» **WORK INSTRUCTIONS**
Reproduce word for word the lines between those holding "Query: glass window" and "point(130, 87)", inclusive, and nothing else from the data below.

Point localization data:

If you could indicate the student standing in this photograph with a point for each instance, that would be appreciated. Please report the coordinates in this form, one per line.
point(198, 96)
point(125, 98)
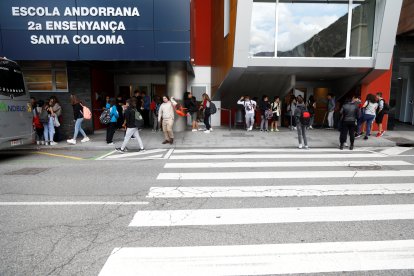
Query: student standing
point(112, 126)
point(300, 108)
point(166, 114)
point(275, 106)
point(131, 127)
point(249, 107)
point(349, 115)
point(78, 118)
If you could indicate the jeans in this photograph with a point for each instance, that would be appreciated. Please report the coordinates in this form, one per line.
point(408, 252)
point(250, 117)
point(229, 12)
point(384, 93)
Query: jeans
point(110, 131)
point(48, 130)
point(302, 133)
point(249, 120)
point(129, 133)
point(264, 124)
point(330, 119)
point(366, 118)
point(207, 120)
point(78, 128)
point(347, 127)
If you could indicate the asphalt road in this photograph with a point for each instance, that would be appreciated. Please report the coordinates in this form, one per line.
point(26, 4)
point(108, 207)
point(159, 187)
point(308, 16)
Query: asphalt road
point(64, 212)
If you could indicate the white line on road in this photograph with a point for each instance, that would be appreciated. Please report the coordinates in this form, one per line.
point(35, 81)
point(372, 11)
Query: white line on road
point(281, 191)
point(284, 174)
point(63, 203)
point(168, 154)
point(276, 156)
point(247, 150)
point(126, 155)
point(264, 259)
point(395, 150)
point(285, 164)
point(198, 217)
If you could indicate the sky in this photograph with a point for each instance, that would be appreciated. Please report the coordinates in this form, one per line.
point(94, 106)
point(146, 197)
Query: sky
point(297, 23)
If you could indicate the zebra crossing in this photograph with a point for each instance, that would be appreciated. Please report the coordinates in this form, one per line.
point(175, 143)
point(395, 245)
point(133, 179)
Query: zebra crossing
point(351, 175)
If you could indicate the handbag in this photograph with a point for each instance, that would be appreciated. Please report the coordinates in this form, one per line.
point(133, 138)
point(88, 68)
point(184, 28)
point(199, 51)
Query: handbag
point(56, 122)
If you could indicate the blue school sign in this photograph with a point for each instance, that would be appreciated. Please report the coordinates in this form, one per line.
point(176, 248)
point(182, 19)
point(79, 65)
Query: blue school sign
point(95, 30)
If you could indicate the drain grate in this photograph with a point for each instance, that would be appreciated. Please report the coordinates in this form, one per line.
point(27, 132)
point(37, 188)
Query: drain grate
point(27, 171)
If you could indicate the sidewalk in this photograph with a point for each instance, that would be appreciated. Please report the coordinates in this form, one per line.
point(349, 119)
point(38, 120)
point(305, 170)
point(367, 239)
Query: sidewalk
point(235, 138)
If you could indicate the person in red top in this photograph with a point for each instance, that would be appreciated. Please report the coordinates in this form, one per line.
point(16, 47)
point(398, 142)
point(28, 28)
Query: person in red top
point(206, 108)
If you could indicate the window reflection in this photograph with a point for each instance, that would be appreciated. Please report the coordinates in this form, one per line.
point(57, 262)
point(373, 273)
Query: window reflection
point(362, 29)
point(263, 29)
point(312, 29)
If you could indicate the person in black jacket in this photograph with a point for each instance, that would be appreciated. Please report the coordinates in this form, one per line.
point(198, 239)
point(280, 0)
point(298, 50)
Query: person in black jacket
point(192, 109)
point(131, 127)
point(349, 115)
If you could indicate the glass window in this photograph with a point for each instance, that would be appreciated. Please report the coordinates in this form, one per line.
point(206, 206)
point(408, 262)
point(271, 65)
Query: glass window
point(263, 29)
point(312, 29)
point(45, 76)
point(362, 28)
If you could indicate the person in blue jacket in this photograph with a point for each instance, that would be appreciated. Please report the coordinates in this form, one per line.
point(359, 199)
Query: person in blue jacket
point(110, 131)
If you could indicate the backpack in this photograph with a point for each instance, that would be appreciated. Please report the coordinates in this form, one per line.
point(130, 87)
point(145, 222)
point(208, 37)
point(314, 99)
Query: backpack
point(105, 117)
point(213, 108)
point(44, 117)
point(304, 117)
point(86, 112)
point(386, 107)
point(139, 121)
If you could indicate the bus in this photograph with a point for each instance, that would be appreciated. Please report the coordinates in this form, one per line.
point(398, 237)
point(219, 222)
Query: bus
point(16, 117)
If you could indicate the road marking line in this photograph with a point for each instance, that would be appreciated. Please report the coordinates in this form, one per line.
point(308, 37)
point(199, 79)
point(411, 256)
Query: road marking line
point(126, 155)
point(105, 155)
point(63, 203)
point(280, 191)
point(275, 156)
point(284, 174)
point(202, 217)
point(169, 154)
point(247, 150)
point(262, 259)
point(59, 155)
point(395, 150)
point(285, 164)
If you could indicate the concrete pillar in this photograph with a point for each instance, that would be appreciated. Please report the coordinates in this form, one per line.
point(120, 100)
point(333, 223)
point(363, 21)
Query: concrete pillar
point(176, 86)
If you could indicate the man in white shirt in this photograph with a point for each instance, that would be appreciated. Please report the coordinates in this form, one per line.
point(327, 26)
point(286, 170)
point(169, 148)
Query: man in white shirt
point(249, 107)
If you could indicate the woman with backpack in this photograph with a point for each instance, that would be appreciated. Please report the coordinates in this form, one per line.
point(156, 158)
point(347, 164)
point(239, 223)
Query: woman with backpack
point(301, 127)
point(131, 126)
point(114, 115)
point(78, 119)
point(264, 109)
point(206, 108)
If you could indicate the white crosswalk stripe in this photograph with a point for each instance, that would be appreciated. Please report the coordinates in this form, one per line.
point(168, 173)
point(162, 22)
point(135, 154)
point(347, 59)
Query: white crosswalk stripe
point(276, 166)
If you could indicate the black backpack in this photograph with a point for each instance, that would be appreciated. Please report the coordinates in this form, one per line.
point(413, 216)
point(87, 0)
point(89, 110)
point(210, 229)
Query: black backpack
point(386, 107)
point(213, 108)
point(305, 117)
point(139, 121)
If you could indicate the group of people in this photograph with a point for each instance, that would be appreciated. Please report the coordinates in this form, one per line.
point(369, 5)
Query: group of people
point(47, 116)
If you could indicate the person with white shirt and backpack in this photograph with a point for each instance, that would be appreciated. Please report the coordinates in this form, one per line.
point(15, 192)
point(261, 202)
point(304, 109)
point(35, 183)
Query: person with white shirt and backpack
point(249, 107)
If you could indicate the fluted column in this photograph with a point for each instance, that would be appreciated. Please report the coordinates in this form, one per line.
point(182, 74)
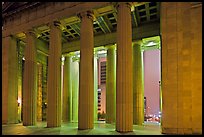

» **REPLY**
Query: glass window
point(263, 29)
point(312, 29)
point(45, 76)
point(362, 28)
If you could indicate the person in blue jacket in this photograph with a point for each instance, that would be appreciated. Please report the coordinates in this form, one per line.
point(359, 199)
Query: person in blue jacket
point(110, 131)
If you could indicate the backpack in this photograph with a point for each instance, that would be appreciated. Please report the coordinates in this form, one per line.
point(130, 87)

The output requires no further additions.